Inter-observation variability is based on comparison of source region aperture photon fluxes, and their confidence intervals, from multiple observations in which the source is detected. The catalog provides a probability that the data are not consistent with a constant-flux source, as well as an inter-observation variability index that is similar to the index defined for intra-observation variability. These measures of variability are assessed for each spectral energy band independently, and consequently no cross-instrument comparison is performed. In the first release of the CSC, observations that cover the same region of the sky, but in which the source is not detected, are not considered when computing inter-observation variability. These observations should enter into the variability assessment as flux upper limits, since they could conceivably be inconsistent with a constant source flux. A future release of the catalog will address this limitation.

As mentioned above, the inter-observation variability probability must be interpreted differently from the intra-observation variability probability. Whereas the light curve can be used to declare a source to be variable or non-variable within the time range of a single observation, one can never conclude that a source does not vary between multiple observations. If inter-observation variability is detected, then the source is definitely variable; however the converse is not true.

++++++

• **Tasks to carry out**:
• A. Using the passage on catalog variability, please explain in one to three sentences why observations in which the source is not detected should count in the inter-observation variability assessment.
• B. In the catalog variability passage, which observations does the first release of the CSC leave out when computing inter-observation variability?
You can work from the text alone; the listing is not required.

• **Given material**:
++++++

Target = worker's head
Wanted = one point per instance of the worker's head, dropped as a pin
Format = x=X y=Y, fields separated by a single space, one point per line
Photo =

++++++

• **Task-by-task solutions**:
• A. They should enter the assessment as flux upper limits because they could conceivably be inconsistent with a constant source flux.

• B. Observations that cover the same region of the sky but in which the source is not detected.